··· Supplied data ···
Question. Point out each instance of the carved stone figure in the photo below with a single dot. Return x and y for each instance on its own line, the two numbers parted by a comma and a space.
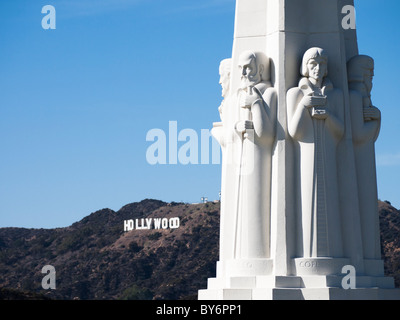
256, 132
366, 123
316, 122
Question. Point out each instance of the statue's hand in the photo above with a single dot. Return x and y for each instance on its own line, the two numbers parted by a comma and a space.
319, 113
371, 113
247, 98
242, 126
313, 101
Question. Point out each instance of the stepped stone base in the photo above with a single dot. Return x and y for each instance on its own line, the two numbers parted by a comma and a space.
326, 287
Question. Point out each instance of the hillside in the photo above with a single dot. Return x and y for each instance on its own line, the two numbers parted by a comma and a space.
95, 259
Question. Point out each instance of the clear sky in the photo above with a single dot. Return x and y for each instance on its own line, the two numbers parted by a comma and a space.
77, 102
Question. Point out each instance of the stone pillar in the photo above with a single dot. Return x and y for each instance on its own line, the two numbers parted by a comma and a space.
284, 30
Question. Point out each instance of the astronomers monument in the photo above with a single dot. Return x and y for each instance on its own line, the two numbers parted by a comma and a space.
299, 208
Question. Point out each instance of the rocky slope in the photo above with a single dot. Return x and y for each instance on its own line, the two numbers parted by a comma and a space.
95, 259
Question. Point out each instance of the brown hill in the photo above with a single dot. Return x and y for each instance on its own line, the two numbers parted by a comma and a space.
95, 259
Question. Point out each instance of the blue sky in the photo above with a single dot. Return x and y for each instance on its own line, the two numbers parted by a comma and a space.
77, 102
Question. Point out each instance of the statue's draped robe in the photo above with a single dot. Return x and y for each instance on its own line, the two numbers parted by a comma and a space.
319, 226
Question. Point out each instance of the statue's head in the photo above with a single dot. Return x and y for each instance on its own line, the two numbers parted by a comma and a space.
254, 67
361, 69
225, 69
315, 64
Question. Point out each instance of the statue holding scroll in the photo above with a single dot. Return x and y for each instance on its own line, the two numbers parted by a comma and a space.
316, 123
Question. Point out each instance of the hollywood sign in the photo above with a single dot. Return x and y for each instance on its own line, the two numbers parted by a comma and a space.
150, 223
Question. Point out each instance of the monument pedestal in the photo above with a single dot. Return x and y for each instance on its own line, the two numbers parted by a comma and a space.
298, 173
307, 287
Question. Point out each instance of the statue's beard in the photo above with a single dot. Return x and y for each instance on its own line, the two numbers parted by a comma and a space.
249, 82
···
[Directions]:
A picture-free version of all the records, repeated exactly, is what to return.

[Reply]:
Question. Point out each instance of the carved stone figure in the photo below with a single dot. Return x and y for each instance on its own line, the two numbers parted by a comma and a space.
256, 132
366, 123
316, 122
Question. Point out each instance of the statue's hand in the photo above with a single dot. Return x and y for each instance on its own line, the two numbers parted by a comma and a space.
319, 113
371, 113
247, 98
242, 126
313, 101
Question. Point out each instance of the stepped stone base in the photo above with a single dot. Return x and y for each instance on its own line, the two numbers parted by a comma and a space.
326, 287
Question. Point out each instance of the hillside in the photo above with a single dot. Return x and y for each instance on its own line, the two numbers parted by a comma and a space.
95, 259
Question. Point out each instance of the clear sky in the photo above with a single dot. Return x and y for each instance on its own line, the two numbers parted by a comma and a space.
77, 102
Question. Point out each instance of the stone pillar in the photo above with a single dot. Return x and y for each instance on its own line, the two numbers parted by a comma and a space.
284, 30
Question. Point out each instance of the astronomers monument in the photo above with a single dot. Return x and y for each instance on its own line, the two numbers parted by a comma and a space.
299, 208
Question. Point out each instance of the rocky slope in the photo above with a single dot. Return x and y for each instance on its own line, the two numbers parted by a comma and a space.
95, 259
Question. Point out each instance of the brown hill in the photo above with a single dot. Return x and y for each instance on its own line, the two numbers parted by a comma and a space.
95, 259
Question. Point out each instance of the blue sky in the photo above with a single dot. Return x and y for each instance on its own line, the two numbers parted by a comma and a space.
77, 102
Question. Point out each instance of the statue's draped robe in the photo above with a single dot. Return x and y for each instance on its own line, the two numbers parted by a comma and a space.
319, 226
Question. Point out each instance of the statue's head in the photo above with a single dot. Return x and y for each instance on its own line, the two numbers parted by a comma and a space.
254, 67
361, 69
225, 69
315, 64
Question. Point out each instance of the statue holding scroll in the photo above with a single dot. Return x and y for each instance on its own line, the two numbers parted by a comma and a space.
316, 123
Question. Point out each instance of the hollywood sign in the photo above with a single dot. Return x and y for each instance on its own line, the two numbers parted by a comma and a space.
150, 223
Question. Point out each instance of the monument pedestal in the photo above with a single dot. Return x and y for each instance on its own line, the two numbers parted by a comma and a space.
298, 173
307, 287
Question. Point out each instance of the statue's beard in the photo above with a single dot. Return x and y for each instance on its own line, the two numbers parted by a comma and a space.
249, 82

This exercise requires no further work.